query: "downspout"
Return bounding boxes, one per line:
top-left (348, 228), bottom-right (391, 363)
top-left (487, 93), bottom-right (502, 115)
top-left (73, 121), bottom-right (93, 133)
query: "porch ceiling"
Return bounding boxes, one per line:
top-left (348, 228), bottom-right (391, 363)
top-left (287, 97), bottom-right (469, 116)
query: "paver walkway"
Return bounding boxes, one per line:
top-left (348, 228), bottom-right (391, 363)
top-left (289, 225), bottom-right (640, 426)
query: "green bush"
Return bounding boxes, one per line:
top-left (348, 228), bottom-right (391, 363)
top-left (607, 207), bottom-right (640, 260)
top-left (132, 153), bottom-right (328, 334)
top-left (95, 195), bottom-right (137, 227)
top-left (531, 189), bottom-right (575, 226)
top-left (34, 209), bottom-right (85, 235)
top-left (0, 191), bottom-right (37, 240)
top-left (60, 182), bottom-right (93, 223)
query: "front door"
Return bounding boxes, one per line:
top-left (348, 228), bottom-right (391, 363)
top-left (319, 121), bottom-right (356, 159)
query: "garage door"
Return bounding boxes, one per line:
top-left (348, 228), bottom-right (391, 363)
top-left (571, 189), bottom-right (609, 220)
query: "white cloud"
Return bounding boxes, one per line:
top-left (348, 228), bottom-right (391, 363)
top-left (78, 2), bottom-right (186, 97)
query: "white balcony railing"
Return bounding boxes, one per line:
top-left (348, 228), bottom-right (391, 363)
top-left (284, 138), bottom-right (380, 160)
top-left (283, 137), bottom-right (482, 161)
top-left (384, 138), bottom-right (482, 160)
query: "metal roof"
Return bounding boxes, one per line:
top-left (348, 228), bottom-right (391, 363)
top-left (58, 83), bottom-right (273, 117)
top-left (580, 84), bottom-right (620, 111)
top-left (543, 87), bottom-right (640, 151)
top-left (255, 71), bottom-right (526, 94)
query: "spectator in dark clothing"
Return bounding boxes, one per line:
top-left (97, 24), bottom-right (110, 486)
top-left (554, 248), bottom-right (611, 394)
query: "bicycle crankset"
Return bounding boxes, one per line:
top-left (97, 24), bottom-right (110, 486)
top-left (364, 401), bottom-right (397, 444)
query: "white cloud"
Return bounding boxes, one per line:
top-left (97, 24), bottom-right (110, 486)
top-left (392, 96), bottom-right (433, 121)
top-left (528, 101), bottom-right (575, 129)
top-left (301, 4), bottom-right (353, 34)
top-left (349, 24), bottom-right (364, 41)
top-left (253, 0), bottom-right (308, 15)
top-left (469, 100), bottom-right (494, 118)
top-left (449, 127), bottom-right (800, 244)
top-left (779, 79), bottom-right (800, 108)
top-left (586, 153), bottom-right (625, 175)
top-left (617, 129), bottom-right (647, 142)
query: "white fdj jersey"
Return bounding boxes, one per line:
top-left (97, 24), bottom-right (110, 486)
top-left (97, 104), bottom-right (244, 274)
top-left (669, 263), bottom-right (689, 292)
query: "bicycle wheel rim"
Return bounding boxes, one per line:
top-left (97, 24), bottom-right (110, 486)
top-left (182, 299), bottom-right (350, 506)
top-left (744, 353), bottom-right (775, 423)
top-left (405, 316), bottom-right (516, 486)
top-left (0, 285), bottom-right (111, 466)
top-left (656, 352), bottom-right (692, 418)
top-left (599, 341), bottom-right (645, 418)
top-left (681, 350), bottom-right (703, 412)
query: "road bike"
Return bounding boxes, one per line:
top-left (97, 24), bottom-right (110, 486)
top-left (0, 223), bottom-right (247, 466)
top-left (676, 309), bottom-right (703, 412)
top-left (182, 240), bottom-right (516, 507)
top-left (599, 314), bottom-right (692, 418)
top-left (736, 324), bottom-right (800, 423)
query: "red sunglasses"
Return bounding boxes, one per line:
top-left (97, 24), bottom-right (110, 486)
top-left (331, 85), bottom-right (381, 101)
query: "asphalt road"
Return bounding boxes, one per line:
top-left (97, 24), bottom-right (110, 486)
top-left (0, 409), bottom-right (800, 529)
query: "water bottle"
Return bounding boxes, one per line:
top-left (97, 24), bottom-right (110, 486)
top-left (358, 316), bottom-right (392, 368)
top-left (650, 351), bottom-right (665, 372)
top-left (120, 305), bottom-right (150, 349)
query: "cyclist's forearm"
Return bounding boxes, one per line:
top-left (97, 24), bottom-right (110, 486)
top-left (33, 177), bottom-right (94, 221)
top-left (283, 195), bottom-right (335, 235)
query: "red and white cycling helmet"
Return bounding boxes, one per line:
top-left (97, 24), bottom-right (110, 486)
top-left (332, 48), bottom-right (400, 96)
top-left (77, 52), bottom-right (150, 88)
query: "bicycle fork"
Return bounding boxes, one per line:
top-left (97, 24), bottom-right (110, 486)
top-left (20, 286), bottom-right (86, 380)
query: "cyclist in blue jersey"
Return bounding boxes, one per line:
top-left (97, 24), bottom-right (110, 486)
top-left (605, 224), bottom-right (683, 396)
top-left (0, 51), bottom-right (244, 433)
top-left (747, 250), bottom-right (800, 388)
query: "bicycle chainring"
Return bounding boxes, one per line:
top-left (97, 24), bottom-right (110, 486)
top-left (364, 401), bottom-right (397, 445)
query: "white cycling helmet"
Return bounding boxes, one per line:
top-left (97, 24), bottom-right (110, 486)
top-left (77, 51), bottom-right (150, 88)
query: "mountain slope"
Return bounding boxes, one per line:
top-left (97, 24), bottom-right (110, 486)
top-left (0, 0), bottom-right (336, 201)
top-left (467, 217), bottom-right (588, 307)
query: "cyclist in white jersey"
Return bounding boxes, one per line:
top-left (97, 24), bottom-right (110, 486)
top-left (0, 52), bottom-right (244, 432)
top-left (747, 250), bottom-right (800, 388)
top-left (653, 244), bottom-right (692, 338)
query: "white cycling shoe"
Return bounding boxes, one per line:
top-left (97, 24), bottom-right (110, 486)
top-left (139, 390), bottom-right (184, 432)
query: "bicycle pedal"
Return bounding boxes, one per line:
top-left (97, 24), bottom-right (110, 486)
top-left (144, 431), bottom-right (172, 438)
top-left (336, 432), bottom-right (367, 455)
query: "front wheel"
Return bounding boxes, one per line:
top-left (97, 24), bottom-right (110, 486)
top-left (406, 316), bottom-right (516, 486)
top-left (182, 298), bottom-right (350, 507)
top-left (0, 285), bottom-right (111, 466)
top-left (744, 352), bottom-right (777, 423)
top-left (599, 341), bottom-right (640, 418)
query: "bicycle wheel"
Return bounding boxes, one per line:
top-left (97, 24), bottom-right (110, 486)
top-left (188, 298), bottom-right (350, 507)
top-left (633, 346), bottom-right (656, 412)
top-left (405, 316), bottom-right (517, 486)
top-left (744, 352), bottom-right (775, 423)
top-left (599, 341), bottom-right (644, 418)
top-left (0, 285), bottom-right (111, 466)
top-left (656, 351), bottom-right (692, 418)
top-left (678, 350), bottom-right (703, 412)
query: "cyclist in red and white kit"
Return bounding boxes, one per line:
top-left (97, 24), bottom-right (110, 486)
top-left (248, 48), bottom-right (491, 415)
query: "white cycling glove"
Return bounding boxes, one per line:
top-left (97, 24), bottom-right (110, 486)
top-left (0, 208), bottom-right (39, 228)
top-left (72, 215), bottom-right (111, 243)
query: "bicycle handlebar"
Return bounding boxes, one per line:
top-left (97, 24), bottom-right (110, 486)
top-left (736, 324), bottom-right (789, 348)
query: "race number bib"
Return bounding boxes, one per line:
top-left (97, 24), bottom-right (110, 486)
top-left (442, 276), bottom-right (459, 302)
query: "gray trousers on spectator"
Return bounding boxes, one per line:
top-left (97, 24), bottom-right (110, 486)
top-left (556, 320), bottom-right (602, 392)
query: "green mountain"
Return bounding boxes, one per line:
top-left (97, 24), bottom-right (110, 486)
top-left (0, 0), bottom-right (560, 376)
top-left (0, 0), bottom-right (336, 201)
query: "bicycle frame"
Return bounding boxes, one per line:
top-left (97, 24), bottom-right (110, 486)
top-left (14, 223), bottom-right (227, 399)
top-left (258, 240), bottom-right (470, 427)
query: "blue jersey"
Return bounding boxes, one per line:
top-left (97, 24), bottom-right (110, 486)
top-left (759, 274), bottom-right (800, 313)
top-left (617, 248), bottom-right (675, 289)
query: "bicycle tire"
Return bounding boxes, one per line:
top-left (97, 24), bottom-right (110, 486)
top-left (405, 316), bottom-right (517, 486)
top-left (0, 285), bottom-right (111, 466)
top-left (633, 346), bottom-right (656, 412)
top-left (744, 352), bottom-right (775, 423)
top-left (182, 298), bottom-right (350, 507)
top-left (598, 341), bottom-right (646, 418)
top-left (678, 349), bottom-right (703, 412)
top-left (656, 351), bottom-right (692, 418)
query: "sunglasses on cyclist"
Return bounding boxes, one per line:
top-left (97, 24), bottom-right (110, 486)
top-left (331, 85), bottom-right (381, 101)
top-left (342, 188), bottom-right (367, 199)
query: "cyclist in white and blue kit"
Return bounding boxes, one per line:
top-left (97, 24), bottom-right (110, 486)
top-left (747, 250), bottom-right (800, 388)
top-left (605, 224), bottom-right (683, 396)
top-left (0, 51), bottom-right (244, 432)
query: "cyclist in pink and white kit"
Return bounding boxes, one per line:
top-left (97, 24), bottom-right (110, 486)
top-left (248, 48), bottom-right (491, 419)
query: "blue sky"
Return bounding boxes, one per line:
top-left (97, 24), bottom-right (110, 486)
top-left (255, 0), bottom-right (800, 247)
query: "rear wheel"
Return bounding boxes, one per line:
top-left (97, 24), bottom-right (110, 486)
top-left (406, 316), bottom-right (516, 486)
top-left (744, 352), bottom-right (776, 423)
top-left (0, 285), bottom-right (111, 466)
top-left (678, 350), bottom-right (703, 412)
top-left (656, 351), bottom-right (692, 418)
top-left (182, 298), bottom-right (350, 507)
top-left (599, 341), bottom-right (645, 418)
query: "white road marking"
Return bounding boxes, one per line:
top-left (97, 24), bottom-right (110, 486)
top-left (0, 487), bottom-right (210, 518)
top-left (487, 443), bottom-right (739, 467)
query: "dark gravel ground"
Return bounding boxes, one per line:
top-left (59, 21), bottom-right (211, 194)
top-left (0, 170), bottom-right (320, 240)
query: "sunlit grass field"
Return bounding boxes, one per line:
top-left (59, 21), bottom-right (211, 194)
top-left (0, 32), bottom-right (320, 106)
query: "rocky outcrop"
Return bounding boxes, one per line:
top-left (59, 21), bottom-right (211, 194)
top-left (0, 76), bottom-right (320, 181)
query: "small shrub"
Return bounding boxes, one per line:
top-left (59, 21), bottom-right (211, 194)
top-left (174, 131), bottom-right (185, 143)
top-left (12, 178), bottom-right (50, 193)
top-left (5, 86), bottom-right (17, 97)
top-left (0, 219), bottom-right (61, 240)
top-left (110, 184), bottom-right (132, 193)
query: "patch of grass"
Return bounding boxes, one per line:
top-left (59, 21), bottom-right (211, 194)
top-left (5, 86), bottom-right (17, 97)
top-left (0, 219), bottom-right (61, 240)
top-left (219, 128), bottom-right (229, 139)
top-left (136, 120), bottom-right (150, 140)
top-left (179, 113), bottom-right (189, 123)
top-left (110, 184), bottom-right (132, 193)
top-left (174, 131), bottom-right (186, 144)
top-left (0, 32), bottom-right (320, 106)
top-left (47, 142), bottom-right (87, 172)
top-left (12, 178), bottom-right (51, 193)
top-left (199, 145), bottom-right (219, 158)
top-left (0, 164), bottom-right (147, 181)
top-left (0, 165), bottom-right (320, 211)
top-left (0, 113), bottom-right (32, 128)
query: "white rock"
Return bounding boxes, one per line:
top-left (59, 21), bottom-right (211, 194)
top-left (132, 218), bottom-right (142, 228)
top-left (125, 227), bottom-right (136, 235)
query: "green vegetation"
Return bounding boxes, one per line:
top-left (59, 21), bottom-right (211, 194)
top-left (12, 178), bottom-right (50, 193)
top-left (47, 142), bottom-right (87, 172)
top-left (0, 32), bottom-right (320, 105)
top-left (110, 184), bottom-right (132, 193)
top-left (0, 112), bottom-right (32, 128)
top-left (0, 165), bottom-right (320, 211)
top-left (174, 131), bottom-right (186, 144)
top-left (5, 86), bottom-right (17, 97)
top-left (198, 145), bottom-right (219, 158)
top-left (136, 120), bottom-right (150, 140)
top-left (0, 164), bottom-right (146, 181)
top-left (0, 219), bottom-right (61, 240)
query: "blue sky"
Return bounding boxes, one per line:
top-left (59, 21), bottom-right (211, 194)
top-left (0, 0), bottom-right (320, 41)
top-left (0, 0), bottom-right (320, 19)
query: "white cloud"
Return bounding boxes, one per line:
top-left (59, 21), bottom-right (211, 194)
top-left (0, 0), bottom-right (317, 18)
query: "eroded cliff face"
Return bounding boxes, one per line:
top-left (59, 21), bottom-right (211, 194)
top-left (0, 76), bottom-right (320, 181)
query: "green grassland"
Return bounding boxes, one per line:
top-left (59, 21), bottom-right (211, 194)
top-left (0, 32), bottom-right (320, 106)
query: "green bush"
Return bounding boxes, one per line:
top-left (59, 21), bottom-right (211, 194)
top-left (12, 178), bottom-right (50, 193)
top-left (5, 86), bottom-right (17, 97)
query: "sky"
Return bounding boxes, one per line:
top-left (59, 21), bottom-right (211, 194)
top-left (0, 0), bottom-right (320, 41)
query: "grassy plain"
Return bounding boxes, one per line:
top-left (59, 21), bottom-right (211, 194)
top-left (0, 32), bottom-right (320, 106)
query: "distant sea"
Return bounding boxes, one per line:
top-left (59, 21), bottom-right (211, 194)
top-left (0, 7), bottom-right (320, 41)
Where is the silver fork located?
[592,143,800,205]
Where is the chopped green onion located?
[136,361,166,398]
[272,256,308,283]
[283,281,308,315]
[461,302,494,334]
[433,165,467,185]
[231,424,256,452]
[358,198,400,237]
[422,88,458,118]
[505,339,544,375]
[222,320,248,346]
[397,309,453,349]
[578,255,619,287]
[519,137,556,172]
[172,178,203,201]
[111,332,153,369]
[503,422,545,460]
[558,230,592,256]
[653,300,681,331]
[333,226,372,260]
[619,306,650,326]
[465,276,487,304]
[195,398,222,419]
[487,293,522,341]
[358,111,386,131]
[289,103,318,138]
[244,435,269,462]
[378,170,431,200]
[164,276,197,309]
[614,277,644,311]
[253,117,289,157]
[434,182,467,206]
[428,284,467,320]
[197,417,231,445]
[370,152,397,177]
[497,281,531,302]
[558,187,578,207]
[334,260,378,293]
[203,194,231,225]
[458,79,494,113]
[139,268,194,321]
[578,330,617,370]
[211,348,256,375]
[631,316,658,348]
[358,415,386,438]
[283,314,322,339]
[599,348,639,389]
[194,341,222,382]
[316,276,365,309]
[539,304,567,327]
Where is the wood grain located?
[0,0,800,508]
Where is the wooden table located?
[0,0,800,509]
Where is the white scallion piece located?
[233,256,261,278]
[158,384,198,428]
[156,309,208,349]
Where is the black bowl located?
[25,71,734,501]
* * *
▶ _DESCRIPTION OF THE TASK_
Copy out once more the part of the entries that begins with the line containing "Where is the wooden table located?" and runs through the end of the entries, keeping both ends.

▶ _EXERCISE OUTPUT_
Where is the wooden table located?
[0,0,800,509]
Where is the white scallion piece located?
[233,256,261,278]
[158,384,198,428]
[156,309,208,349]
Where is the black bowl located?
[25,71,734,501]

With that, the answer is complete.